→ Selection
# Working with Itertools module

We have a set of 4 *.csv* files with presorted data, where the primamry ckey is the `SSN`

## Goals

1. [Goal 1](#Goal-1)
Create a (lazy) iterator for each file that return named tuple with appropriate data type
2. [Goal 2](#Goal-2)
Create a Single iterable that combines the data from all the 4 files

## Goal 1
Create a (lazy) iterator for each file that return named tuple with appropriate data type

In [1]:
# import modules
import csv
from collections import namedtuple
from functools import partial


In [2]:
# navigate to data folder
import os

os.chdir('./Project_itertools_data')

['employment.csv', 'vehicles.csv', 'personal_info.csv', 'update_status.csv']

In [15]:
sorted(os.listdir()) # NB the order is important

['employment.csv', 'personal_info.csv', 'update_status.csv', 'vehicles.csv']

In [36]:
# define the reader function using csv
def csv_parser(file, *,  delimiter=',', quotechar='"', include_header=False):
    with open(file) as f:
        if not include_header:
            next(f) # skip header
        reader = csv.reader(f, delimiter=delimiter, quotechar=quotechar)
        yield from reader
        
def header_class(file, class_name:str):
    with open(file) as f:
        reader = csv_parser(file, include_header=True)
        return namedtuple(class_name, next(reader))
 
def row_parser(row, dtype):
    row = (func(r) for func, r in zip(dtype, row))
    return row

def iter_files(fname, ntuple, dtype):
    reader = csv_parser(fname)
    for row in reader:
        parsed_row = row_parser(row, dtype)
        yield ntuple(*parsed_row)

In [48]:
# define dtypes parser
def parse_date(value, *, default=None, fmt='%Y-%m-%dT%H:%M:%SZ'):
    from datetime import datetime
    format_ = fmt
    try:
        return datetime.strptime(value, format_)
    except ValueError:
        return default    

Now lets discover the header of each file in order to identify how many parser we need to properly convert the data to a proper format

In [49]:
employment_nt = header('employment.csv', 'Employment')
employment_nt._fields

('employer', 'department', 'employee_id', 'ssn')

In [50]:
employment_dtype = (str, str, str, str)

In [51]:
veichles_nt = header('vehicles.csv', 'Vehicle')
veichles_nt._fields

('ssn', 'vehicle_make', 'vehicle_model', 'model_year')

In [52]:
veichles_dtype = (str, str, str, int)

In [53]:
personal_info_nt = header('personal_info.csv', 'PersonalInfo')
personal_info_nt._fields

('ssn', 'first_name', 'last_name', 'gender', 'language')

In [54]:
personal_info_dtype = (str, str, str, str, str)

In [55]:
update_status_nt = header('update_status.csv', 'UpdateStatus')
update_status_nt._fields

('ssn', 'last_updated', 'created')

In [56]:
update_status_dtype = (str, parse_date, parse_date)

As stated above, the files have a common presorted field that uniquely identify the data (primary key).

→ Challenge
Say whether each statement agrees with the itertools notebook, answering yes or no and quoting the words of the notebook that decide it. (a) The model year of a vehicle is converted to an integer. (b) The employment file has a field named gender. (c) Both date columns of the update status file are converted with parse_date. The material placed after this sentence plays no part in the exercise.

→ Information supplied

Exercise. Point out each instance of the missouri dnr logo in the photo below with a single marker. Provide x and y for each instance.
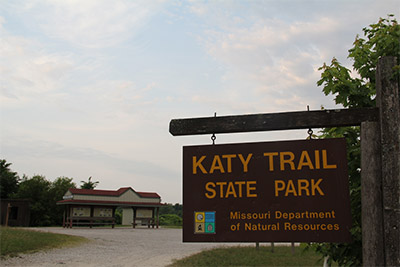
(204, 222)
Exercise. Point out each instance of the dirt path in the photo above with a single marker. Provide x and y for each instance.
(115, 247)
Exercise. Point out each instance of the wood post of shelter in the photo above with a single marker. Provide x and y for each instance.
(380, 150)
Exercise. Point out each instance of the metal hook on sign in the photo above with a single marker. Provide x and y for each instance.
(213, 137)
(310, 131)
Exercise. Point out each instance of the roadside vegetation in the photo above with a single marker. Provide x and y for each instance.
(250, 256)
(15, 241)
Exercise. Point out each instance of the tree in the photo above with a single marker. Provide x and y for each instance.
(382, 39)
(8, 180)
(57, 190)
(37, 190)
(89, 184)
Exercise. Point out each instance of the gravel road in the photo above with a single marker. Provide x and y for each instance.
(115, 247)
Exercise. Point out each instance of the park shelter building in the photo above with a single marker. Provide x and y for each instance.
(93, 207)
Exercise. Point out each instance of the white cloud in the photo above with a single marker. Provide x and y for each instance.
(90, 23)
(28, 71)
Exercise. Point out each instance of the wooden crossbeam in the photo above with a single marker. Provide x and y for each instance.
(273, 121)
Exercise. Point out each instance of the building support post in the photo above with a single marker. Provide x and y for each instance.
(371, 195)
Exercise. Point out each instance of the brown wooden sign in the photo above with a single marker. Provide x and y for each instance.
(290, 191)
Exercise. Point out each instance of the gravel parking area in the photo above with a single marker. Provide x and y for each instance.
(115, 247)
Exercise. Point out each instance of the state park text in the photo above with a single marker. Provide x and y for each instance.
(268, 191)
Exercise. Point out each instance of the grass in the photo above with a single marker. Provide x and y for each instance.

→ Final answer
(a) Yes: "veichles_dtype = (str, str, str, int)"
(b) No: "('employer', 'department', 'employee_id', 'ssn')"
(c) Yes: "update_status_dtype = (str, parse_date, parse_date)"